READING TEXT:
Heart Transplant Program Changes Chief After Patient Deaths

A Houston hospital is replacing the surgical director of its renowned heart transplant programs with two veteran transplant surgeons and a veteran transplant program executive after a series of media reports on an unusual number of patient deaths.

The move comes after Baylor St. Luke’s Medical Center temporarily shut down the program in the wake of reports by the Houston Chronicle and ProPublica of problems with the program.

The hospital announced Friday that Dr. Kenneth Liao and Dr. Alexis Shafii will jointly lead the program previously led by Dr. Jeffrey Morgan. Deborah Maurer, who has long administered transplant programs in Chicago and Arizona, will fill a new position overseeing the operations of all St. Luke’s organ transplant programs.

Liao will come to St. Luke’s in January from the University of Minnesota Medical Center in Minneapolis, where he has been the top heart transplant surgeon. He will be St. Luke’s new chief of cardiothoracic transplants and mechanical circulatory support.

DATA SECTION:

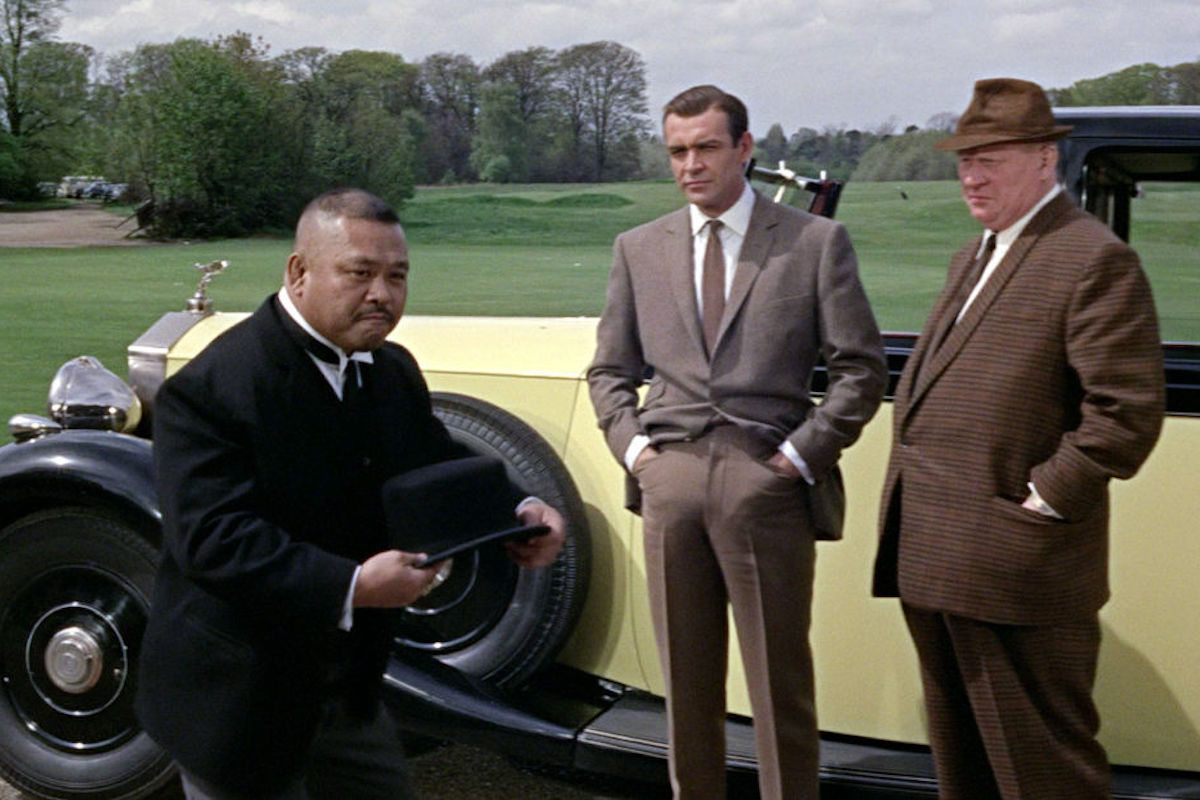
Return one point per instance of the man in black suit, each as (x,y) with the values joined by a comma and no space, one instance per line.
(268,635)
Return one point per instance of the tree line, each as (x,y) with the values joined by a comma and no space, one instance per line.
(225,138)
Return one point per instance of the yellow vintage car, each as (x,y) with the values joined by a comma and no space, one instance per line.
(559,666)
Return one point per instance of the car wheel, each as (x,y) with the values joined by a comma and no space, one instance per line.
(75,591)
(492,619)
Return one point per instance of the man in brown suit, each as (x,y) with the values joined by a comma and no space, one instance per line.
(1033,383)
(727,444)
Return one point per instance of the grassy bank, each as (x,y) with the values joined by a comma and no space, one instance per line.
(521,250)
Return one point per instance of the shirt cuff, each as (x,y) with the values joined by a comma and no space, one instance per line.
(1041,505)
(790,453)
(347,620)
(527,501)
(636,445)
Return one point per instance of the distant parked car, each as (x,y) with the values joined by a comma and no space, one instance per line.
(559,666)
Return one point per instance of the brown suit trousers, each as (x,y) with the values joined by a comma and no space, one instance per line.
(1001,698)
(720,528)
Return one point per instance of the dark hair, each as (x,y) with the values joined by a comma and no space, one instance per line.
(353,204)
(697,100)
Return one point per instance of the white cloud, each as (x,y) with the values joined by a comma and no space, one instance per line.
(814,64)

TASKS:
A) Copy the heart transplant article from "Heart Transplant Program Changes" to "organ transplant programs.".
B) How would you sum up the heart transplant article in two sentences?
C) Can you carry on the heart transplant article from its last sentence?
The entries are separate from the heart transplant article.

RESPONSES:
A)
Heart Transplant Program Changes Chief After Patient Deaths

A Houston hospital is replacing the surgical director of its renowned heart transplant programs with two veteran transplant surgeons and a veteran transplant program executive after a series of media reports on an unusual number of patient deaths.

The move comes after Baylor St. Luke’s Medical Center temporarily shut down the program in the wake of reports by the Houston Chronicle and ProPublica of problems with the program.

The hospital announced Friday that Dr. Kenneth Liao and Dr. Alexis Shafii will jointly lead the program previously led by Dr. Jeffrey Morgan. Deborah Maurer, who has long administered transplant programs in Chicago and Arizona, will fill a new position overseeing the operations of all St. Luke’s organ transplant programs.

B) After Houston Chronicle and ProPublica reports on an unusual number of patient deaths led Baylor St. Luke's Medical Center to temporarily shut down its heart transplant program, the Houston hospital is replacing Dr. Jeffrey Morgan as the program's leader. Dr. Kenneth Liao and Dr. Alexis Shafii will jointly lead it, and Deborah Maurer will fill a new position overseeing all of St. Luke's organ transplant programs.

C)
Shafii, who has already taken over as St. Luke’s surgical director of heart transplants, was previously surgical director of the lung transplant program at the University of Kentucky Transplant Center.

The Chronicle-ProPublica investigation found that the transplant center has performed an unusual number of transplants that resulted in deaths or unusual complications, has lost several top physicians and had pulled back from treating high-risk patients — all the while promoting its lustrous past. St. Luke’s heart transplant program was made famous by Dr. Denton Cooley.

The hospital says Morgan will remain on its medical staff, but it’s not saying if he will continue performing transplants.

“The addition of two expert surgeons and an experienced executive who specializes in transplant program administration demonstrates Baylor St. Luke’s continued and growing commitment to heart and lung transplants,” said St. Luke’s President Gay Nord in a statement Friday.

In early June, St. Luke’s suspended its heart transplant program for two weeks amid scrutiny over patient deaths. The hospital’s administrators looked into what led to two patient deaths in May. The hospital reopened after making changes to policy and staffing.

However, the concerns over transplant outcomes prompted the federal Centers for Medicare and Medicaid Services to stop funding for the program in August, so the hospital can no longer bill Medicare and Medicaid for heart transplants.